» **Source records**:

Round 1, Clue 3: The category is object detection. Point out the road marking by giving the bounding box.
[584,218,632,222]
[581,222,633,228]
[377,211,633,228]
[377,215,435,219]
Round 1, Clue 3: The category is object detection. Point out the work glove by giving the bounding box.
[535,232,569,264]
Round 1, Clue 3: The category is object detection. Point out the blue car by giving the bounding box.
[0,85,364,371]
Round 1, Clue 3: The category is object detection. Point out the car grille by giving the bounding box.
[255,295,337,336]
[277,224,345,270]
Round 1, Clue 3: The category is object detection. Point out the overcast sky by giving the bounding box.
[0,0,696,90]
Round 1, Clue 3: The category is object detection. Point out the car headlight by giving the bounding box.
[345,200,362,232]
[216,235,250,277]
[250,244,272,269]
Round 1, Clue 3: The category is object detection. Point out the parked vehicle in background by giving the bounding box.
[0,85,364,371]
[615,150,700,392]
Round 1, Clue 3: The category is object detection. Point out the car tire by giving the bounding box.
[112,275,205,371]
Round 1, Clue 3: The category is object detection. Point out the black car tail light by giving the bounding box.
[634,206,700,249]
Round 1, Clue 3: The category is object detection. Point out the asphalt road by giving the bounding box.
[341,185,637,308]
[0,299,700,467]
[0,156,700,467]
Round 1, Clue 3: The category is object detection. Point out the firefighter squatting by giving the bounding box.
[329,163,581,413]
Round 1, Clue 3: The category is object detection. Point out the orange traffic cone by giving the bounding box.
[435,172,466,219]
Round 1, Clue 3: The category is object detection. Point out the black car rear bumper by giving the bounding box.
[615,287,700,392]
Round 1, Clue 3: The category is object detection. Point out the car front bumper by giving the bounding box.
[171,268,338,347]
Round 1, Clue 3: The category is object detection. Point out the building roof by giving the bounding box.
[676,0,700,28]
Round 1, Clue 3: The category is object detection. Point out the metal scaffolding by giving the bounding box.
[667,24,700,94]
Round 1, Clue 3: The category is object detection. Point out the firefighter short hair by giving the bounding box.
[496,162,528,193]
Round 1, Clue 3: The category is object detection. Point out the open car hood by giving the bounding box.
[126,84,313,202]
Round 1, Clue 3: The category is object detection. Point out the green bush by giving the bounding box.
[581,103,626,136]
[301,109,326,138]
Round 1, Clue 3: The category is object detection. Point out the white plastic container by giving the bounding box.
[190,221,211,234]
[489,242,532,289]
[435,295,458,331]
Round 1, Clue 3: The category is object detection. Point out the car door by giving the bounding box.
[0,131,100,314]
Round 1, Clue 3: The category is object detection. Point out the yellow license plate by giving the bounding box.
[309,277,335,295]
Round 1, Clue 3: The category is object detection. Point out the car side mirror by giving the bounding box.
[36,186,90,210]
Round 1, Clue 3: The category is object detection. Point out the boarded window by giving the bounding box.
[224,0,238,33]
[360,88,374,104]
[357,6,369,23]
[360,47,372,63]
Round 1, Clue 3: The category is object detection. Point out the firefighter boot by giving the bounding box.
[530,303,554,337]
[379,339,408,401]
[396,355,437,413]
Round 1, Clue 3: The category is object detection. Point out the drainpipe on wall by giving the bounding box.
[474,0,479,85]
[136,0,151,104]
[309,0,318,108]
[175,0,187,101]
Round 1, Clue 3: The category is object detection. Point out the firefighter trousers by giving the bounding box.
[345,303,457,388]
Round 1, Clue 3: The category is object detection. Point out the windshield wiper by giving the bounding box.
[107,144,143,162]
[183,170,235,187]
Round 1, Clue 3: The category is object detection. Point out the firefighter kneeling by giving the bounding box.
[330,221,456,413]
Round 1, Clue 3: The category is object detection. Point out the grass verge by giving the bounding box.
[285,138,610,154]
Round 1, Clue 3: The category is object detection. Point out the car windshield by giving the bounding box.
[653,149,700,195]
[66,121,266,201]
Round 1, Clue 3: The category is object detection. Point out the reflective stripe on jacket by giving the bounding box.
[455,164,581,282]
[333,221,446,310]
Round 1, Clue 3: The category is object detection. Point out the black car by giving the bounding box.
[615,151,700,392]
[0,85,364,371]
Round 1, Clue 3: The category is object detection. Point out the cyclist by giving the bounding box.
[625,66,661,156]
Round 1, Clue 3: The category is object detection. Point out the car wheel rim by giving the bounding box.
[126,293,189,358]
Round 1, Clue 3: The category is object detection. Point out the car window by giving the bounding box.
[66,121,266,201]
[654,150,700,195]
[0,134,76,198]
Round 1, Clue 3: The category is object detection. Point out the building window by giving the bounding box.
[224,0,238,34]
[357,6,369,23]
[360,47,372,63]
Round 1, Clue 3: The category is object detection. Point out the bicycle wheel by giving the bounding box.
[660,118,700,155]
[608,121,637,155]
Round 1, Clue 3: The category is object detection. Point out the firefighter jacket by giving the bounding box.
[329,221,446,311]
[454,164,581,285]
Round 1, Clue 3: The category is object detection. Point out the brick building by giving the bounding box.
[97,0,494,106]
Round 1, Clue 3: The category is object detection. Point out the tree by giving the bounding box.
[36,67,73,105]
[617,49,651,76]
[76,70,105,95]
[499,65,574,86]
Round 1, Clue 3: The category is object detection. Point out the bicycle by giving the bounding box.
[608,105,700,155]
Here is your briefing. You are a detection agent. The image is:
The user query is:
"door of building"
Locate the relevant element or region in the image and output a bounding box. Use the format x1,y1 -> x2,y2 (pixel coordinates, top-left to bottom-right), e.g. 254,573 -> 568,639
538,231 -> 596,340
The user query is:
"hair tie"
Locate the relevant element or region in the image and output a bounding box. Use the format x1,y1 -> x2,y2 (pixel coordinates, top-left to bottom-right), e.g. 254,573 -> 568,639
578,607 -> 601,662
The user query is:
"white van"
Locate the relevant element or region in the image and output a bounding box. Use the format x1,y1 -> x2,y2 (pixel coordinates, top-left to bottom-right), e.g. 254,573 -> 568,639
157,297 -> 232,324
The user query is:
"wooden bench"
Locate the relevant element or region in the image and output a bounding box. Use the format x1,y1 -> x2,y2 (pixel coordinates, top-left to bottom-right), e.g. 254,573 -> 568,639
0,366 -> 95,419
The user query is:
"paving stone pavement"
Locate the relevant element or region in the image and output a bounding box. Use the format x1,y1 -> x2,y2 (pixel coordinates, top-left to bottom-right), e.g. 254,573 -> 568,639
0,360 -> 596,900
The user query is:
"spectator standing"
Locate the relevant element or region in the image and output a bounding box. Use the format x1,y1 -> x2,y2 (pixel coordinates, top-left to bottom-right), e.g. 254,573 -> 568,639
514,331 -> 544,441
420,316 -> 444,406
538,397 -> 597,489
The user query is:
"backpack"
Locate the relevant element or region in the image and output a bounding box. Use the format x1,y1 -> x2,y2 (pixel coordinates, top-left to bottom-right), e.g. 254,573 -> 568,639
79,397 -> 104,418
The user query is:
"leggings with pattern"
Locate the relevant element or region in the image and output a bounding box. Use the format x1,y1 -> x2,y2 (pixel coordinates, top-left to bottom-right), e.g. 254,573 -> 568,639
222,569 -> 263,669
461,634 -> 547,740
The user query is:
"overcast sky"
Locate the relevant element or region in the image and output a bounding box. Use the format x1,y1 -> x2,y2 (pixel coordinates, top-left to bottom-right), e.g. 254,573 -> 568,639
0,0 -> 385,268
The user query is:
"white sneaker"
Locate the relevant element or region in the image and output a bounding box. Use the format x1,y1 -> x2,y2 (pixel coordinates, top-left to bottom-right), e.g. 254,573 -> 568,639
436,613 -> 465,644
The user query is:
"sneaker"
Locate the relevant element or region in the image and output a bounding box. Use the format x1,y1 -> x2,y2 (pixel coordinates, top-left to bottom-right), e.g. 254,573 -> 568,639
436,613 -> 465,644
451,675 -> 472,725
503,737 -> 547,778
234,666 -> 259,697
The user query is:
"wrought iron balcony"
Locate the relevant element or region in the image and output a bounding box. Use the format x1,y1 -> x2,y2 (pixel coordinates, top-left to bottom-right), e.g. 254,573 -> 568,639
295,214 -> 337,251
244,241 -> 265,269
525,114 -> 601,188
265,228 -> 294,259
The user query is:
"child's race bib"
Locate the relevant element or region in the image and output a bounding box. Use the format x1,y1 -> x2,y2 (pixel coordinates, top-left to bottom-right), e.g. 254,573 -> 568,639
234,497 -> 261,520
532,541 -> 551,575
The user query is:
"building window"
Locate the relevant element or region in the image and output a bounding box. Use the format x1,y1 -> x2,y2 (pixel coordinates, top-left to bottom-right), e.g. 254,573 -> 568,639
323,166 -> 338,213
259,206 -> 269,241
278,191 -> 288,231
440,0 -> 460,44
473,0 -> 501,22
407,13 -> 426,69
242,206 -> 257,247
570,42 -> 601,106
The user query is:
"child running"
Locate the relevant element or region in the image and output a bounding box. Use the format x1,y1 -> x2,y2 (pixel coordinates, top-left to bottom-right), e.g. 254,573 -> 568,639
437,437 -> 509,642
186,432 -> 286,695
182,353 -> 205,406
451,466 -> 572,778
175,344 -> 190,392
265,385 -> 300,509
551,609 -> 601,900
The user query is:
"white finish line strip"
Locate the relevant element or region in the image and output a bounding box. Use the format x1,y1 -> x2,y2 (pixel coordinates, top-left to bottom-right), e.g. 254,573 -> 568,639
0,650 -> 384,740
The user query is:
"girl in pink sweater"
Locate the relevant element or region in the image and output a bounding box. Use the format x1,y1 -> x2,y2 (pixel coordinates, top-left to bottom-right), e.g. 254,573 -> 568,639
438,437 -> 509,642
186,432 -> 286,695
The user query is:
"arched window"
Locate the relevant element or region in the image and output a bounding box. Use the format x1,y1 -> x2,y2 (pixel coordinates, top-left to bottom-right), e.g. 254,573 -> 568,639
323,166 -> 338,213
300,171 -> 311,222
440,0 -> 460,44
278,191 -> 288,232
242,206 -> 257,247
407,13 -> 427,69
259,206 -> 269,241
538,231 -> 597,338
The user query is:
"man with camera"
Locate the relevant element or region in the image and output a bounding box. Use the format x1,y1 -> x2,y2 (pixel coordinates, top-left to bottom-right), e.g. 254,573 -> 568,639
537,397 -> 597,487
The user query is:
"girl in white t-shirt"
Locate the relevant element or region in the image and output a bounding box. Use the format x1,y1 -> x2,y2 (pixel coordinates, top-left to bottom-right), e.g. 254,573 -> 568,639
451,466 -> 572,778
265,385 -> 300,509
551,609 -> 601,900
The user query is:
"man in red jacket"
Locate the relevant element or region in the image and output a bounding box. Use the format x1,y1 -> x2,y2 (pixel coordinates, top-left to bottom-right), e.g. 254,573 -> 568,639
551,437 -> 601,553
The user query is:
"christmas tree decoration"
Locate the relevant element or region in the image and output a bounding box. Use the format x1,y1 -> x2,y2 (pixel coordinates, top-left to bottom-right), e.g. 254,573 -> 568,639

» **JOB**:
Give back, word for word, the lines of the material from the line with "mirror by giving the bounding box." up to and including the line with "[333,221,446,310]".

» **THE RESPONSE**:
Round 1, Clue 3: The category is object detection. Point out the car side mirror by giving the bounding box.
[36,186,90,210]
Round 1, Clue 3: The category is object detection. Point out the boarded window by giving the bounding box.
[224,0,238,33]
[360,88,374,104]
[357,6,369,23]
[360,47,372,63]
Round 1, Clue 3: The category is object detection. Point out the firefighter boot by giving the bounding box.
[530,303,554,337]
[379,339,408,401]
[396,355,437,413]
Round 1, Clue 3: The category is object detection. Point out the drainpipe on wall by giving the bounding box.
[474,0,479,85]
[136,0,151,104]
[309,0,318,108]
[175,0,187,101]
Round 1, Clue 3: The category is object detection. Point out the firefighter trousers by giving the bounding box.
[345,303,457,388]
Round 1, Clue 3: The category is object detection. Point out the windshield wiper by giving the bounding box.
[107,144,143,162]
[183,170,235,187]
Round 1, Clue 3: The category is object detection. Point out the firefighter kneeling by giving the bounding box.
[330,221,456,413]
Round 1, Clue 3: The category is object detection. Point out the grass verge by giving the bounding box.
[285,138,610,154]
Round 1, Clue 3: The category is object detection. Point out the car windshield by giving the bounding box.
[653,149,700,195]
[66,121,266,201]
Round 1, Clue 3: The category is object detection. Point out the reflective stripe on jacket by giving the bounding box.
[455,164,581,282]
[333,221,446,310]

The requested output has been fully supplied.